§ Input data:
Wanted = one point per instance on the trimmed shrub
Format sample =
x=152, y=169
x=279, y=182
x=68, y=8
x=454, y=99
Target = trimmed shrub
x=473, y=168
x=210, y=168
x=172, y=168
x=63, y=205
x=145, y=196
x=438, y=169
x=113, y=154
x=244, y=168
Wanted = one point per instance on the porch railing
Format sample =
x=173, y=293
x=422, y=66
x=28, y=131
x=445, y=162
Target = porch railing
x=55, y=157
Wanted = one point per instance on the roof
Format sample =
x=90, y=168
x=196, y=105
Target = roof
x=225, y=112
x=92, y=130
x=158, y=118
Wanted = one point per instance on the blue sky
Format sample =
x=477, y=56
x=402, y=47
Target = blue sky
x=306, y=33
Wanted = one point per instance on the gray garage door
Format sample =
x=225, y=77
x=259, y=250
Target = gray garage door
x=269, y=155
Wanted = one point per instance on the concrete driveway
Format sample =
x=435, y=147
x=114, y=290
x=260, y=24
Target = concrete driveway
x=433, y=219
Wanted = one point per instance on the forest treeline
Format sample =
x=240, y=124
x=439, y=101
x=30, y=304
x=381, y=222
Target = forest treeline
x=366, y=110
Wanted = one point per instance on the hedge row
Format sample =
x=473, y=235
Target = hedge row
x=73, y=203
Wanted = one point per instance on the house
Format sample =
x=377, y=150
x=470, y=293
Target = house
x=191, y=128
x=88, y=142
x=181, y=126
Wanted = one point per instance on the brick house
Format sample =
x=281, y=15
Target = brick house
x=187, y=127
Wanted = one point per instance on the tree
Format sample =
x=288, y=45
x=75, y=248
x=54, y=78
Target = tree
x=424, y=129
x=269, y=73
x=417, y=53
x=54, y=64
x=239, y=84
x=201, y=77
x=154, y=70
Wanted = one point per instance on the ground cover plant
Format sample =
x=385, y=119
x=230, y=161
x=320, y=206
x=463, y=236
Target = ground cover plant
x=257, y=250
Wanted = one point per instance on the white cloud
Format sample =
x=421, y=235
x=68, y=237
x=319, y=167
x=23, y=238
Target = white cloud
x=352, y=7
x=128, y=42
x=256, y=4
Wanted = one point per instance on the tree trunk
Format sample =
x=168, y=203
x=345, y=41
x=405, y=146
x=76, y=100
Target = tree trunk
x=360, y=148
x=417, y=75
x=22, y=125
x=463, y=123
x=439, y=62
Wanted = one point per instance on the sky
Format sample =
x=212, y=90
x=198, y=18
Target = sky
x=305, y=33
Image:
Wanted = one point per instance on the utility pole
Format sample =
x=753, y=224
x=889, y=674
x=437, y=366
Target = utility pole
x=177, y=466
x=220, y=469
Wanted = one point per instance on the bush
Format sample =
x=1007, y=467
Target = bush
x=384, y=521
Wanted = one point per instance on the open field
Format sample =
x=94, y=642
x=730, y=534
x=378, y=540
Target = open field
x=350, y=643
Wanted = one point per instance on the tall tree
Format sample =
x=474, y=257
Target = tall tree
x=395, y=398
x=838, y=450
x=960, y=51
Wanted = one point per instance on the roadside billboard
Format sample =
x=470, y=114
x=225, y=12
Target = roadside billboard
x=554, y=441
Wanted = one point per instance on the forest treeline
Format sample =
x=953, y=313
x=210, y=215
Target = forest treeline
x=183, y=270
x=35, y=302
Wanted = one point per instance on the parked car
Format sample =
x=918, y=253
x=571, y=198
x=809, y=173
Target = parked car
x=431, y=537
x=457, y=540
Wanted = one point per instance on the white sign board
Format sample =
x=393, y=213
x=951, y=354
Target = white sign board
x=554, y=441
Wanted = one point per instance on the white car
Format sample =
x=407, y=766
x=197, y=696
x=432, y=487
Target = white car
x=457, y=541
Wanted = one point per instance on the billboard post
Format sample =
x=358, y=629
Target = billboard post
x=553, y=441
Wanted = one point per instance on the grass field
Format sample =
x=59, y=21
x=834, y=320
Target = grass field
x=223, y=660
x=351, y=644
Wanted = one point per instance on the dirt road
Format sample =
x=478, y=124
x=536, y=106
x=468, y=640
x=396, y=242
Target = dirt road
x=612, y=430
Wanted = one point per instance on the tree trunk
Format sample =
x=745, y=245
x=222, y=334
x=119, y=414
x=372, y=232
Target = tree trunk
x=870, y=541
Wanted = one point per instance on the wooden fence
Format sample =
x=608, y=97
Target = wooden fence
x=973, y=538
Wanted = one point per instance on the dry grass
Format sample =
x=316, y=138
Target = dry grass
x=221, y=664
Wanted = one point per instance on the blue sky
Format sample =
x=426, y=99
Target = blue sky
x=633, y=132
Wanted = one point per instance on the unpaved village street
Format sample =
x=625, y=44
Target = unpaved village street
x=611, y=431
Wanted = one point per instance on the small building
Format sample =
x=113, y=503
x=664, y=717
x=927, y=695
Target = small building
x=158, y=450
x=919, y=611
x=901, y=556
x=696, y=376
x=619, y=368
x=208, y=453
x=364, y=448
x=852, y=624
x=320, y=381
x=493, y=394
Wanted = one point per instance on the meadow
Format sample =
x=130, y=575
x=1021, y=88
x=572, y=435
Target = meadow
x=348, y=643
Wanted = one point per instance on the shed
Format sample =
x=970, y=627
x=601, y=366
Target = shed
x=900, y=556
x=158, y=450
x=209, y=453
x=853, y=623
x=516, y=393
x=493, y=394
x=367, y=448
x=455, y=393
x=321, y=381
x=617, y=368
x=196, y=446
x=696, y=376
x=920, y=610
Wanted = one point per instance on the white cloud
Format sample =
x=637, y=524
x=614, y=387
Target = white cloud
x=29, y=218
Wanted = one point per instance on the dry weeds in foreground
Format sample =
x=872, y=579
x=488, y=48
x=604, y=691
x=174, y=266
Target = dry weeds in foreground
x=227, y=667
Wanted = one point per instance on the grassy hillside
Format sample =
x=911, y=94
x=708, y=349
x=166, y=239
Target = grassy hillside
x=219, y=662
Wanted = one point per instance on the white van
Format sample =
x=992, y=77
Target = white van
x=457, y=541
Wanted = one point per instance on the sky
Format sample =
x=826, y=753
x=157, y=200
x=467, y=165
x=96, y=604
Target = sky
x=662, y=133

§ Exercise aim: Write out each line of the data above again, exactly as given.

§ Response for this exercise:
Wanted = one point per instance on the trimmed shrub
Format sample =
x=152, y=169
x=279, y=182
x=68, y=8
x=454, y=99
Target = trimmed shrub
x=473, y=168
x=210, y=168
x=172, y=168
x=63, y=205
x=145, y=196
x=438, y=169
x=113, y=154
x=244, y=168
Wanted = one point per instance on the porch railing
Format sample =
x=173, y=293
x=422, y=66
x=28, y=131
x=445, y=162
Target = porch railing
x=55, y=157
Wanted = one point per instance on the roof
Format sample =
x=90, y=168
x=196, y=105
Target = roof
x=225, y=112
x=92, y=130
x=158, y=118
Wanted = one point per instance on the blue sky
Format sample =
x=477, y=56
x=402, y=47
Target = blue sky
x=306, y=33
Wanted = one point per instance on the gray garage door
Format sample =
x=225, y=77
x=259, y=250
Target = gray garage door
x=269, y=155
Wanted = one point per instance on the concrete driveway
Format sample =
x=435, y=147
x=114, y=290
x=260, y=24
Target = concrete driveway
x=433, y=219
Wanted = one point per instance on the forest treeline
Format sample =
x=240, y=124
x=439, y=101
x=30, y=304
x=381, y=222
Target = forest treeline
x=366, y=110
Wanted = one point per instance on the hedge row
Format sample =
x=473, y=235
Target = hedge row
x=73, y=203
Wanted = one point per instance on the house
Format sample =
x=377, y=150
x=470, y=293
Target = house
x=191, y=128
x=88, y=142
x=181, y=126
Wanted = one point per instance on the brick house
Format sample =
x=281, y=15
Target = brick house
x=187, y=127
Wanted = one point per instance on the tree
Format sample =
x=288, y=45
x=75, y=248
x=54, y=78
Target = tree
x=424, y=129
x=269, y=73
x=417, y=53
x=54, y=64
x=239, y=84
x=201, y=77
x=154, y=70
Wanted = one point per instance on the ground cover plant
Format sample =
x=385, y=119
x=230, y=161
x=320, y=206
x=463, y=236
Target = ground cover plant
x=257, y=250
Wanted = one point per instance on the white cloud
Format sample =
x=421, y=235
x=68, y=237
x=319, y=167
x=23, y=238
Target = white cloud
x=352, y=7
x=128, y=42
x=256, y=4
Wanted = one point per instance on the tree trunk
Format sample =
x=168, y=203
x=345, y=41
x=405, y=146
x=76, y=100
Target = tree trunk
x=360, y=148
x=417, y=75
x=22, y=125
x=463, y=123
x=439, y=62
Wanted = one point per instance on the sky
Format sample =
x=212, y=90
x=198, y=18
Target = sky
x=305, y=33
Image:
Wanted = one point per instance on the utility pole
Format sample =
x=753, y=224
x=889, y=674
x=437, y=366
Target = utility pole
x=177, y=466
x=220, y=469
Wanted = one point per instance on the bush
Format sample =
x=1007, y=467
Target = bush
x=384, y=521
Wanted = one point per instance on the open field
Format sample =
x=94, y=642
x=730, y=534
x=378, y=540
Target = open field
x=350, y=643
Wanted = one point per instance on the tall tree
Format sample =
x=474, y=257
Target = tall tree
x=395, y=398
x=838, y=450
x=960, y=51
Wanted = one point per instance on the roadside billboard
Format sample =
x=470, y=114
x=225, y=12
Target = roadside billboard
x=554, y=441
Wanted = one point per instance on the forest treeline
Format sample =
x=953, y=313
x=210, y=215
Target = forest treeline
x=183, y=270
x=35, y=302
Wanted = one point per instance on the parked car
Format sample =
x=918, y=253
x=571, y=198
x=809, y=173
Target = parked car
x=431, y=537
x=457, y=540
Wanted = one point per instance on the white sign board
Format sample =
x=393, y=213
x=951, y=354
Target = white sign board
x=554, y=441
Wanted = one point per instance on the white car
Format sample =
x=407, y=766
x=197, y=696
x=432, y=487
Target = white car
x=457, y=541
Wanted = one point per instance on the billboard post
Format sample =
x=358, y=629
Target = billboard post
x=553, y=441
Wanted = one point per instance on the grass field
Format sample =
x=59, y=21
x=834, y=320
Target = grass field
x=223, y=660
x=351, y=644
Wanted = one point per instance on the dirt road
Format sample =
x=478, y=124
x=536, y=106
x=468, y=640
x=396, y=242
Target = dirt road
x=612, y=430
Wanted = one point per instance on the tree trunk
Format sample =
x=745, y=245
x=222, y=334
x=119, y=414
x=372, y=232
Target = tree trunk
x=870, y=541
Wanted = one point per instance on the wooden fence
Format sample =
x=608, y=97
Target = wooden fence
x=973, y=538
Wanted = one point per instance on the dry grass
Format sample =
x=316, y=138
Target = dry grass
x=221, y=664
Wanted = one point per instance on the blue sky
Format sample =
x=426, y=99
Target = blue sky
x=633, y=132
Wanted = one point per instance on the unpaved village street
Format sample =
x=625, y=44
Target = unpaved village street
x=611, y=431
Wanted = one point per instance on the small building
Format sample =
x=113, y=503
x=664, y=717
x=927, y=695
Target = small building
x=158, y=450
x=919, y=611
x=901, y=556
x=696, y=376
x=619, y=368
x=208, y=453
x=364, y=448
x=852, y=624
x=320, y=381
x=493, y=394
Wanted = one point per instance on the meadow
Format sample =
x=130, y=575
x=1021, y=88
x=572, y=435
Target = meadow
x=348, y=643
Wanted = one point per instance on the shed
Format sample =
x=970, y=627
x=601, y=366
Target = shed
x=900, y=556
x=158, y=450
x=209, y=453
x=853, y=623
x=516, y=393
x=493, y=394
x=367, y=448
x=455, y=393
x=321, y=381
x=617, y=368
x=196, y=446
x=696, y=376
x=920, y=610
Wanted = one point per instance on the white cloud
Format sample =
x=637, y=524
x=614, y=387
Target = white cloud
x=29, y=218
Wanted = one point per instance on the dry weeds in foreground
Format sample =
x=872, y=579
x=488, y=48
x=604, y=691
x=174, y=266
Target = dry weeds in foreground
x=227, y=667
Wanted = one point per instance on the grassy hillside
Format sample =
x=911, y=94
x=708, y=349
x=166, y=239
Target = grassy hillside
x=219, y=662
Wanted = one point per instance on the white van
Format sample =
x=992, y=77
Target = white van
x=457, y=541
Wanted = one point per instance on the sky
Format sample =
x=826, y=753
x=157, y=200
x=467, y=165
x=96, y=604
Target = sky
x=662, y=133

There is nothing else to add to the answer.